* Text provided *
============

Pseudo Image

Genomic data sets often contain values or observations that deviate substantially from expected values. These deviations can often be ascribed to a variety of technical or other factors that have little to do with biological cause and effects. In these situations, it is often better to identify and exclude outliers from an analysis than it is to include them, particularly where the cause of the anomalies can be explained by technical problems.

Often, valuable information about the quality of an array can be obtained from a visual examination of an image of the hybridization pattern. The Pseudo Image process generates an interactive pseudo image of an array by plotting a color-coded intensity variable using X- and Y-coordinates.

What do I need?

Three data sets are required for this process.

The first required data set is the Experimental Design Data Set (EDDS). The affylatin_exp2.sas7bdat EDDS, which is used in the example that follows, is shown below. This required data set provides information about the experiment and identifies the files and columns containing the relevant data in the input data set. Note that one column in the EDDS must be named ColumnName and the values contained in this column must exactly match the column names in the input data set.

The second required data set, the Input Data Set, contains all of the numeric data to be analyzed. The sample data set used in the following example, the chips45and55.sas7bdat data set, shown below, is from the Affymetrix Latin Square experiment that is described in Sample Case Studies. This data was originally generated by Affymetrix Corporation to develop and validate their U95A GeneChip and Microarray Suite (MAS) 5.0 algorithm over a range of known concentrations. Each group in the experiment contains a pool of non-specific RNA as well as a set of 14 distinct human transcripts spiked in at known concentrations. Intensity data are listed in the last two columns of the data set.

The third required data set, the coordinate data set, lists the x- and y-coordinates for each spot on the arrays. The probemap_u95a.sas7bdat data set, used in the following example, is shown below.

Two additional, optional, data sets can also be merged into the analysis. The first, the Annotation Data Set, provides annotation information for each of the markers, such as gene names, function, physical location, and association, that can be used as key terms for web and database searches.

============

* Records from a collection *
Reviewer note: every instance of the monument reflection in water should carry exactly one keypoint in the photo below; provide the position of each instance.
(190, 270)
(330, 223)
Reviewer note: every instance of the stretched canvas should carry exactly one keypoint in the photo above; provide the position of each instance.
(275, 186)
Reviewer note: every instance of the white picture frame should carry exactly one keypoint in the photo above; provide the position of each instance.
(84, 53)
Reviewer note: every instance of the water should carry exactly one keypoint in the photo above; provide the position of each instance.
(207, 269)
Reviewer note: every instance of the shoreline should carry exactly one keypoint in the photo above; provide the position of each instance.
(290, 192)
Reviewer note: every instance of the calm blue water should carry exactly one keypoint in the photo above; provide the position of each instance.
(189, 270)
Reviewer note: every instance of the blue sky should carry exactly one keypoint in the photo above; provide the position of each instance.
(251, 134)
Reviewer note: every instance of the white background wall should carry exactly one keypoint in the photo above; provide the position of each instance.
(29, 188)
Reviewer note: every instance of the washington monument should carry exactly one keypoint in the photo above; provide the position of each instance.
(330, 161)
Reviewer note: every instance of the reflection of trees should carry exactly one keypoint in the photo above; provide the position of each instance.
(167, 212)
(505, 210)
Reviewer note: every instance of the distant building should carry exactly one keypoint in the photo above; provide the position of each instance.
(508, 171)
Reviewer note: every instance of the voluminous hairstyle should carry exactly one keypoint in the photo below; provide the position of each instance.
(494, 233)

============

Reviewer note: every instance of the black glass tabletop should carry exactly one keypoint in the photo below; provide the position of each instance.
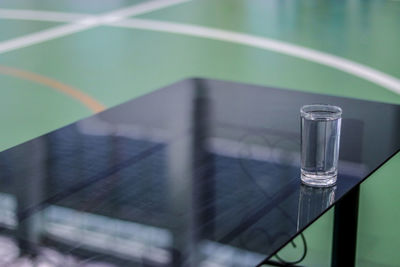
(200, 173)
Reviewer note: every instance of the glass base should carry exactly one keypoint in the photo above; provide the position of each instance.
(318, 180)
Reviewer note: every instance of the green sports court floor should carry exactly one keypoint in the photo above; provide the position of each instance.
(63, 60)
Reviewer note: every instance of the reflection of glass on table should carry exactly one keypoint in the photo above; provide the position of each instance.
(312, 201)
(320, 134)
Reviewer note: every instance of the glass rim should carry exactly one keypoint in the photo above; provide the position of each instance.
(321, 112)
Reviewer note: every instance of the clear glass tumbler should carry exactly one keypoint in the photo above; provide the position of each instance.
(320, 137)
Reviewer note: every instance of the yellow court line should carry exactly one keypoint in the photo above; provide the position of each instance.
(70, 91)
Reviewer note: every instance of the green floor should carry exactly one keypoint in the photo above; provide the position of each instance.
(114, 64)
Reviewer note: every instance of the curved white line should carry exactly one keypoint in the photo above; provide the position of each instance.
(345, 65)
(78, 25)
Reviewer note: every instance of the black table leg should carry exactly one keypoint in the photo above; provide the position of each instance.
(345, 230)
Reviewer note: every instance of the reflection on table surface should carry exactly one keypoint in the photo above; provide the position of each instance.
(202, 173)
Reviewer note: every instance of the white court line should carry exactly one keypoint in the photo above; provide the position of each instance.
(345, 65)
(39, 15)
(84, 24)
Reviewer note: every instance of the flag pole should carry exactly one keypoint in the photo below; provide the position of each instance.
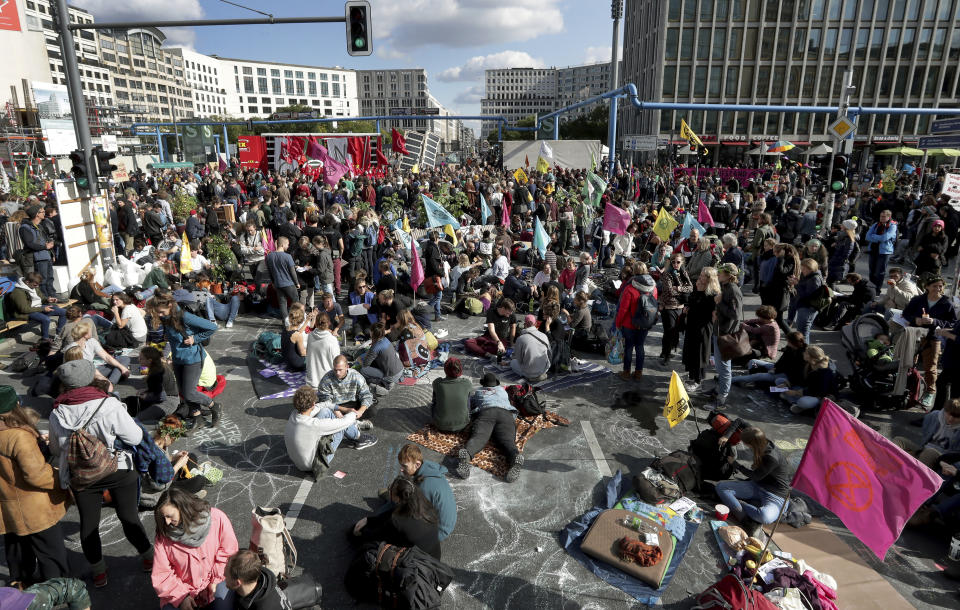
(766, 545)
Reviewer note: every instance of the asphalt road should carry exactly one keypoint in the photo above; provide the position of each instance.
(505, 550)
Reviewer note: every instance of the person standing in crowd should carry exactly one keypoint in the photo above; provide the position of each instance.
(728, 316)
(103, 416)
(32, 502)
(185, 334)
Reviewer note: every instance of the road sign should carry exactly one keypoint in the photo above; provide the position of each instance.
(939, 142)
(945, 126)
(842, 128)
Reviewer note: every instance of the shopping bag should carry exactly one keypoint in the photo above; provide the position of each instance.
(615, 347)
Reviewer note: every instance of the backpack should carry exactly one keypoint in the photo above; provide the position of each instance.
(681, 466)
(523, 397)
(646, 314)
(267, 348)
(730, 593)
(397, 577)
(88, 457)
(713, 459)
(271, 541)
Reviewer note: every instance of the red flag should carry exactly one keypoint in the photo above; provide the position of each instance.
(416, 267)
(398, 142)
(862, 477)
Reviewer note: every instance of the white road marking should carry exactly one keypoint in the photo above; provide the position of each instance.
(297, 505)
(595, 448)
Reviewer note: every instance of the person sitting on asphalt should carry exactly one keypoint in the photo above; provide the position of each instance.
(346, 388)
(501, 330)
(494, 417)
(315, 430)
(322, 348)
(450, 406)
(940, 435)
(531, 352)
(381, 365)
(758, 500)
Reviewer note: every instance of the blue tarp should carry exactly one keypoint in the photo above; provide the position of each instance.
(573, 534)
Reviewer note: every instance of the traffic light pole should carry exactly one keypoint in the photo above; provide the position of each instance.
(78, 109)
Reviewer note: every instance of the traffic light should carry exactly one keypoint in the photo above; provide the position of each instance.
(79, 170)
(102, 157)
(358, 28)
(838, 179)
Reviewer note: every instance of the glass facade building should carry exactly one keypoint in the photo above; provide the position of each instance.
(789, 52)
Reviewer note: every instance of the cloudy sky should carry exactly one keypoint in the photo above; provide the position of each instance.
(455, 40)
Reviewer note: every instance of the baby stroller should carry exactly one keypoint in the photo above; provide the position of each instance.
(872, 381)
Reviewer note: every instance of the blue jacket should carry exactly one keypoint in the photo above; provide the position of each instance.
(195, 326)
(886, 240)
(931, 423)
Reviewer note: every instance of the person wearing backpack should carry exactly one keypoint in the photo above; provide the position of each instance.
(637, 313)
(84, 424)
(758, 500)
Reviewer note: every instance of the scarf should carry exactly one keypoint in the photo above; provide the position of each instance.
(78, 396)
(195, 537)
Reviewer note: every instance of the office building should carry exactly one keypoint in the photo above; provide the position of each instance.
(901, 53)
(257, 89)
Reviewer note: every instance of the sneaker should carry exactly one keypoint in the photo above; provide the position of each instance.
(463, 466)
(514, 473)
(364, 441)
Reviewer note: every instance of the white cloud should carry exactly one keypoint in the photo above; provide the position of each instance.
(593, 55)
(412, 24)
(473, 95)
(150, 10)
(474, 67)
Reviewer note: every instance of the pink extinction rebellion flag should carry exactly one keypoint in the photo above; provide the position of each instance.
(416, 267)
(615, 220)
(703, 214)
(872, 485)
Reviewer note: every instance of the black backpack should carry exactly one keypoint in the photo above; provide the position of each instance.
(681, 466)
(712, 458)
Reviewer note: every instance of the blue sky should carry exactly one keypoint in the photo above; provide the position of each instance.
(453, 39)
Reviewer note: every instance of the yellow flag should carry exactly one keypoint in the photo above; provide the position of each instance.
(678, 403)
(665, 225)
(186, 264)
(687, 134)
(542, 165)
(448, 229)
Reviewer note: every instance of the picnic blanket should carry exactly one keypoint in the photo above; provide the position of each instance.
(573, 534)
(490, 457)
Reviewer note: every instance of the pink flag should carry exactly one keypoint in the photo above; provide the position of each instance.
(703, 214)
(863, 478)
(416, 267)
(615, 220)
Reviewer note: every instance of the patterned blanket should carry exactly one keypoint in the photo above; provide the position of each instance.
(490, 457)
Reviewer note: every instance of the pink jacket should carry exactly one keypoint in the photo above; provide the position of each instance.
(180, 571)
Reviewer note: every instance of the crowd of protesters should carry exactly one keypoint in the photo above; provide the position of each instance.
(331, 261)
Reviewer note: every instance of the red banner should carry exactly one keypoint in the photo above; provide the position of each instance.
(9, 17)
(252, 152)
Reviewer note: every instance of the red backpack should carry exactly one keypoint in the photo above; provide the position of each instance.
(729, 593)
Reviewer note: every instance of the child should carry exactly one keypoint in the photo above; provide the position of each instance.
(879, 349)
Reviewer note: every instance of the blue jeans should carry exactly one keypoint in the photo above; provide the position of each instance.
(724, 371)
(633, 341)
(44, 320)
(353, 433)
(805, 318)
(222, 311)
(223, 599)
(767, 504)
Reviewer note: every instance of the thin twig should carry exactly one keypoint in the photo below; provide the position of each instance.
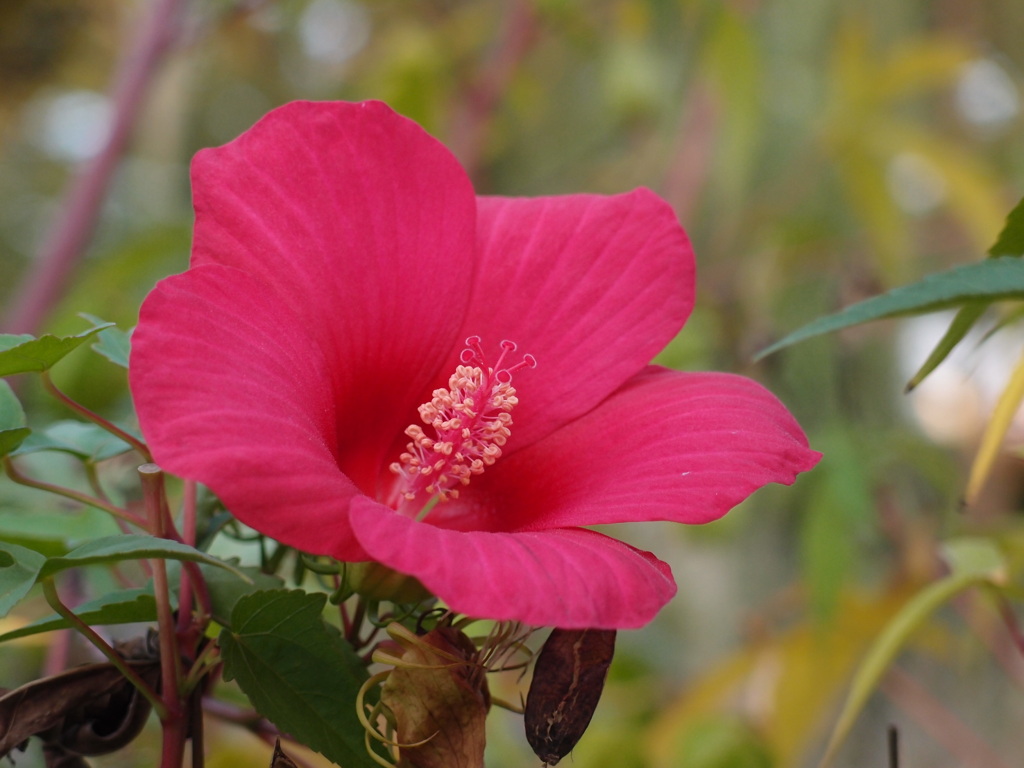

============

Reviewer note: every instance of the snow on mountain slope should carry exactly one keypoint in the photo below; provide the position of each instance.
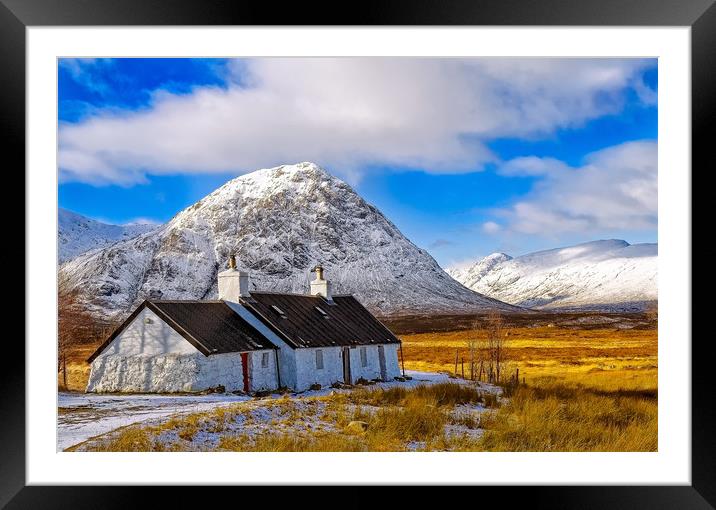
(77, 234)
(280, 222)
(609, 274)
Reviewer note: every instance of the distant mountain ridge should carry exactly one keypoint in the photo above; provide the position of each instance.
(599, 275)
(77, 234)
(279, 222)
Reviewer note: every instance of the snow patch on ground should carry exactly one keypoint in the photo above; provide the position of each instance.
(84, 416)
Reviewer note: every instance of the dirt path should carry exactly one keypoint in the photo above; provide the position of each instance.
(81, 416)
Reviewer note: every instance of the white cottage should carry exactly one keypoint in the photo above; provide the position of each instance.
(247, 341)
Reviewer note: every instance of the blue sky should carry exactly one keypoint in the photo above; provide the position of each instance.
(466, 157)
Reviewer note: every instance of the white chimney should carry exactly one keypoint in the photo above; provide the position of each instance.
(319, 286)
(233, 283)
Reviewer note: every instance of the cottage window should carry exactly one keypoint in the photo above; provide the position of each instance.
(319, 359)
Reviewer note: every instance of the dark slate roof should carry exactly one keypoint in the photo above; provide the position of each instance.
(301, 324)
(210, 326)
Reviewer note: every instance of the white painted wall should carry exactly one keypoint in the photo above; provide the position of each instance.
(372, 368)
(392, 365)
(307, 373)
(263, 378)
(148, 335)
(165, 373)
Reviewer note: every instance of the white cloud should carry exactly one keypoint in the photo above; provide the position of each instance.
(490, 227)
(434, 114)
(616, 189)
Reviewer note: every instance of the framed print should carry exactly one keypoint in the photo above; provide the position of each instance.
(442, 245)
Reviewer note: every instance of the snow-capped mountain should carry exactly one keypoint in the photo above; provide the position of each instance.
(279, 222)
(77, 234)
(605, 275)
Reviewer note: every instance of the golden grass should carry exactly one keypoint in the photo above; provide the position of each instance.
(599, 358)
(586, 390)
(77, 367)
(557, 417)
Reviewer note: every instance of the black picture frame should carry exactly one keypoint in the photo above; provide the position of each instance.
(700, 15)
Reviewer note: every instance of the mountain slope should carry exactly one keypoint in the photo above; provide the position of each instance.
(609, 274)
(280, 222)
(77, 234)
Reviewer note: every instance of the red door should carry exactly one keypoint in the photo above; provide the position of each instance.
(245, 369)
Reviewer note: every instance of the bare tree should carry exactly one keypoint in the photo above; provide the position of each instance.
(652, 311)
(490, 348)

============

* Problems to work on *
(A) According to the Pseudo Image page, what must the values in the ColumnName column of the EDDS exactly match?
(B) For each statement, say whether it agrees with the Pseudo Image page, and quote the words that decide it: (i) The process requires three data sets. (ii) The Annotation Data Set is required. (iii) In the input data set, intensity data are listed in the first two columns.

* Written answers *
(A) They must exactly match the column names in the input data set.

(B)
(i) Yes: "Three data sets are required for this process."
(ii) No: "Two additional, optional, data sets can also be merged into the analysis. The first, the Annotation Data Set"
(iii) No: "Intensity data are listed in the last two columns of the data set."